─── GIVEN TEXT

April 1, 2021
This is a short blog post about how we used AppScope to identify and resolve a DNS-related problem reported by one of our customers … and it is a fact that it’s always a DNS problem, except when it isn’t :). The problem description went something like this. The customer has a LogStream deployment to ingest data from S3. Everything works, but they are seeing the deployment make about 1,000 DNS queries per second. Their DNS server admin shared that LogStream was trying to resolve just one domain:
sqs.<region>.amazonaws.com. (The quick solution for this customer was to run use nscd to cache the DNS responses at the OS level.)
With DNS logs at hand we’d be ready to tackle this problem. The solution could be simple enough. Just cache the DNS requests for some period of time at the application level and move on to sexier problems, right? However, the idea of caching DNS requests at the application layer felt wrong; but asking customers to install and maintain nscd felt even more wrong.
We started with reproducing the problem internally, and hit an immediate challenge. How to get visibility into the DNS requests that LogStream is making? Here’s where AppScope came in super handy. We simply scoped it and were able to see not only that LogStream was making a ton of DNS requests to resolve the SQS endpoints, but more importantly it was establishing new TCP connections and making HTTP requests just as frequently.
Armed with this information, we started to look one step further and found out that the AWS SDK does not enable HTTP connection keep-alive by default. This resulted in all API requests establishing new connections – WTF?!? The fix for this problem was even simpler than trying to implement DNS caching at the application layer.
The ascii chart below shows the number of DNS requests over time
Having the level of data granularity provided by AppScope, we got better visibility than we would with only DNS logs. We were able to identify and fix the actual root cause of the problem, rather than just addressing a symptom.

──────

◆ **WHAT THIS TASK INVOLVES**
Output the AppScope DNS post verbatim, everything from "With DNS logs" down to "even more wrong.". The listing comes from a separate source unrelated to the post above.

─── PROVIDED RECORDS

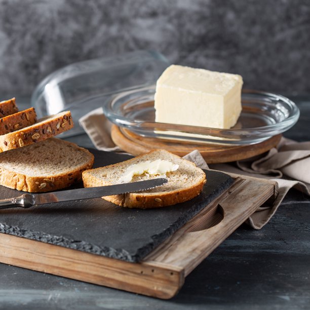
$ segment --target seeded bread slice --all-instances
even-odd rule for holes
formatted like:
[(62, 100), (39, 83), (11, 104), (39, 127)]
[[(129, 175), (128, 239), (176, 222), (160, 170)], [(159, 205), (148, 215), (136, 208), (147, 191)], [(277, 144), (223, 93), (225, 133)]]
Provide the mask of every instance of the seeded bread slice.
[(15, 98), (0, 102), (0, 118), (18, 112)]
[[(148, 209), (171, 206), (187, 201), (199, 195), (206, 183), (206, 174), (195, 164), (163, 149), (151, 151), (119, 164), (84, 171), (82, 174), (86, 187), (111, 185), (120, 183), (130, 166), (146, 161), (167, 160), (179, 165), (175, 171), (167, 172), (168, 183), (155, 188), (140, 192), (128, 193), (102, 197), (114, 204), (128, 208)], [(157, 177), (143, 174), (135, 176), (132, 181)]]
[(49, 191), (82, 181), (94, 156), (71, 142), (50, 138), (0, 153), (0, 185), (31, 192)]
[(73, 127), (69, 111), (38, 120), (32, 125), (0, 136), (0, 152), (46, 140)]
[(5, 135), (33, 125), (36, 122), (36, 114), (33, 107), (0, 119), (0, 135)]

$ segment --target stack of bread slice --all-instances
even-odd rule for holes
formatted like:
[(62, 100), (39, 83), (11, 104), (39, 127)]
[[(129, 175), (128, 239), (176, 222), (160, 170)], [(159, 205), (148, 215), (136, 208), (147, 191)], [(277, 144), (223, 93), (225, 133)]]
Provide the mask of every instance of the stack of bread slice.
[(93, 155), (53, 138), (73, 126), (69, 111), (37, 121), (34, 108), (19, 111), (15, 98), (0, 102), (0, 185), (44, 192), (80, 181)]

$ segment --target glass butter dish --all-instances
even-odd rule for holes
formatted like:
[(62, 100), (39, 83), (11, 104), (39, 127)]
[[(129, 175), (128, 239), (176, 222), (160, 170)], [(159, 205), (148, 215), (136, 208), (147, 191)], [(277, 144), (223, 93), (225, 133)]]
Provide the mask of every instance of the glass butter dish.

──────

◆ **YOUR RESPONSE**
With DNS logs at hand we’d be ready to tackle this problem. The solution could be simple enough. Just cache the DNS requests for some period of time at the application level and move on to sexier problems, right? However, the idea of caching DNS requests at the application layer felt wrong; but asking customers to install and maintain nscd felt even more wrong.